INSTRUCTION.
Starting at the line that contains "Return the outline of every instance of the draped" and continuing through the end of the rows, write out every line again, requests included. In the answers, multiply each pixel coordinate by 0.4 and round it to a whole number, with halves rounding up.

DATASET RECORDS.
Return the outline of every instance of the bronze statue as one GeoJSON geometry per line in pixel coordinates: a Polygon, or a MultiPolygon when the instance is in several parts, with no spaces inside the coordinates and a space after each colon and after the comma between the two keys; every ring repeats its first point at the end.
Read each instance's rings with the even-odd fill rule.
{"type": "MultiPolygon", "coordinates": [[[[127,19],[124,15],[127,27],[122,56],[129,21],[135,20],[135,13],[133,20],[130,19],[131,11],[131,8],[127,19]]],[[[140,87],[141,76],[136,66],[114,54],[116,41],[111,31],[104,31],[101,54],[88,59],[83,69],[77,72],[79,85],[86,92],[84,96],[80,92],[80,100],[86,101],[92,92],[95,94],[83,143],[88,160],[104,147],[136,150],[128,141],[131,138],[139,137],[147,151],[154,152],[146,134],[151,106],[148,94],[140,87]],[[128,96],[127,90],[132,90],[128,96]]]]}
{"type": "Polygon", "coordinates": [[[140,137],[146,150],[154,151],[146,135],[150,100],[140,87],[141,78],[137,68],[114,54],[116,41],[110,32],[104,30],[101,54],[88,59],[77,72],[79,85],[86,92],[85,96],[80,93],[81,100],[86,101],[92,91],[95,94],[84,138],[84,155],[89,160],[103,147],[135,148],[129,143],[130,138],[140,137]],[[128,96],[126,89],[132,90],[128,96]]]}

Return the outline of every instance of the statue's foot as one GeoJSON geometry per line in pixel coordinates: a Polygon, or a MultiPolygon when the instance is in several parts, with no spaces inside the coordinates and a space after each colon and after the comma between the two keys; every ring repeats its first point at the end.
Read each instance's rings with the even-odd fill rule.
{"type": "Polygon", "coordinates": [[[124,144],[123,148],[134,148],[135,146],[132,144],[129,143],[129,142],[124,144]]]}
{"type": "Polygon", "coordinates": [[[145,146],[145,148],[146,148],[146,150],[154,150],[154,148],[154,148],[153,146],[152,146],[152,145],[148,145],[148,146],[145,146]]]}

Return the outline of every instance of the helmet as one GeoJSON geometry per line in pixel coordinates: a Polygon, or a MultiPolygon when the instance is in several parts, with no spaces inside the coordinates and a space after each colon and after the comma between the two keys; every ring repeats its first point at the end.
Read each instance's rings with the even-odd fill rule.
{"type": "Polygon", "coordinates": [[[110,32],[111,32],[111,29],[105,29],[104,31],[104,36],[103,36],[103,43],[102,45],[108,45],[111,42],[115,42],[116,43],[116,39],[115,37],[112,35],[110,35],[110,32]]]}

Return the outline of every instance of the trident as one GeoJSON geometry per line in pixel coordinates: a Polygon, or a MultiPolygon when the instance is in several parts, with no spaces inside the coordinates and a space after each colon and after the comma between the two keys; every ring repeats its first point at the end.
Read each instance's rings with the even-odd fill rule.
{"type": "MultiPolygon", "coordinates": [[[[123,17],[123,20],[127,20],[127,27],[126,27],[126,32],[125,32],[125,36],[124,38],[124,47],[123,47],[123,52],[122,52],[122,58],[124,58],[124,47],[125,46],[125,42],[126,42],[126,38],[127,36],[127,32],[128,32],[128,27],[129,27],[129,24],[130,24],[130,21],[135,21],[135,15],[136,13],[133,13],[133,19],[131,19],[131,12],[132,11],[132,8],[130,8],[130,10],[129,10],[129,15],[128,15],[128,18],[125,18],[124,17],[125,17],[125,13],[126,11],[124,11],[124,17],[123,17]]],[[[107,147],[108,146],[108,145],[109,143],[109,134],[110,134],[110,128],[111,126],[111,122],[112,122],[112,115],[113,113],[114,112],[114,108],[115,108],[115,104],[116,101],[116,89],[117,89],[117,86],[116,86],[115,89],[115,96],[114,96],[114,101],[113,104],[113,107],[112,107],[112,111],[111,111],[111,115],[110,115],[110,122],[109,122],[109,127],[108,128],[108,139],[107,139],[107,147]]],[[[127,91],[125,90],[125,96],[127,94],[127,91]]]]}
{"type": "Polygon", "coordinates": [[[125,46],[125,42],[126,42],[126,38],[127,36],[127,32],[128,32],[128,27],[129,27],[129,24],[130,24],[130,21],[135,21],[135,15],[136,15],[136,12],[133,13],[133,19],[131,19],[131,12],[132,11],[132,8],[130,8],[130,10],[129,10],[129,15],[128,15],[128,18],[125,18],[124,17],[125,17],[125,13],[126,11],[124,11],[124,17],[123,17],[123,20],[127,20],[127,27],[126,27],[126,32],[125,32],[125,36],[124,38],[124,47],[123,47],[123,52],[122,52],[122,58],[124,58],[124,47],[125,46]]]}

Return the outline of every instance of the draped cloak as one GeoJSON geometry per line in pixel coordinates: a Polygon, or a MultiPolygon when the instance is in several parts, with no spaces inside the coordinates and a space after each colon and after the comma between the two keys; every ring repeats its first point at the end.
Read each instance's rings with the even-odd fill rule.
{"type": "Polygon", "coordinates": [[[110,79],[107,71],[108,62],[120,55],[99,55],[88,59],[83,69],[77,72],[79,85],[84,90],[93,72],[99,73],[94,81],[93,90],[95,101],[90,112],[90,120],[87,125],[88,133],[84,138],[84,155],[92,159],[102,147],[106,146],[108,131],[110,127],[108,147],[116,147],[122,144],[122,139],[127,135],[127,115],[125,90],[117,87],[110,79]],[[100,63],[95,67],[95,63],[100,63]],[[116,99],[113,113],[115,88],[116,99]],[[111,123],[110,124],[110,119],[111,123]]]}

TASK ANSWER.
Return the outline of every instance of the draped cloak as one GeoJSON geometry per line in pixel coordinates: a Polygon, or a MultiPolygon when the instance is in several parts, with no spaces inside the coordinates and a space after each colon and after the comma between the two keys; every ring repeats its first point at the end.
Read each instance's rings with the even-odd fill rule.
{"type": "Polygon", "coordinates": [[[44,32],[43,28],[43,25],[48,22],[40,22],[35,24],[33,28],[31,29],[32,34],[34,36],[37,29],[40,29],[38,32],[37,36],[38,40],[36,45],[36,48],[35,50],[35,53],[34,55],[34,62],[37,64],[41,59],[42,58],[43,52],[44,51],[43,59],[46,59],[49,58],[49,56],[51,54],[51,46],[50,36],[47,35],[44,32]],[[40,25],[38,27],[38,25],[40,25]],[[46,40],[45,45],[46,35],[46,40]],[[44,49],[44,50],[44,48],[44,49]]]}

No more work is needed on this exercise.